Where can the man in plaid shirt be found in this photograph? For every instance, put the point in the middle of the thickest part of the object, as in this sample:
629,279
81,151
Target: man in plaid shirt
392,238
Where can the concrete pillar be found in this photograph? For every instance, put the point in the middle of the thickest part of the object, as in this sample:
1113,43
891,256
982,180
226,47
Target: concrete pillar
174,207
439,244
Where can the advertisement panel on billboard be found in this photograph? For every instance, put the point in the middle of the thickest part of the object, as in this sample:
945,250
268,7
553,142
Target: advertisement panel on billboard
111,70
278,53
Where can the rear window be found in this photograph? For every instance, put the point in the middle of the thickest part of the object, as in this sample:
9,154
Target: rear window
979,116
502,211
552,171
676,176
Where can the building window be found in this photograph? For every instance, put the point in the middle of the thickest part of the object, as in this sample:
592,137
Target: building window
—————
--- Task goal ---
Please edit the data above by changing every "photograph" to "image" and leaving everything else unchanged.

--- Completed exercise ---
Where can the man in plaid shirt be found in this image? For every instance, put the point in the middle of the thickest part of the object, as in this sample:
629,279
81,151
Target: man in plaid shirt
392,238
Where can the concrete pillar be found in this image? For every instance, put the point in the middle of the thickest part of the object, as in this sample:
1113,43
891,256
982,180
226,47
Target: concrete pillar
174,207
439,244
Where can the advertisement panel on billboard be found in this image? For every instance, put the point in the middle of the thickest part of the object, as in this sample:
945,250
268,7
553,142
Target: advertisement panel on billboard
111,70
278,53
Where can the rear window be found in this image? For every instance, put the point in the middle of the thickest part of the object, as in this sample:
9,154
Target: rear window
979,116
502,211
552,171
676,176
Where can the building window be found in this image? For every instance, put the point in the middle of the thickest part of the object, as in this sample:
592,137
Target: building window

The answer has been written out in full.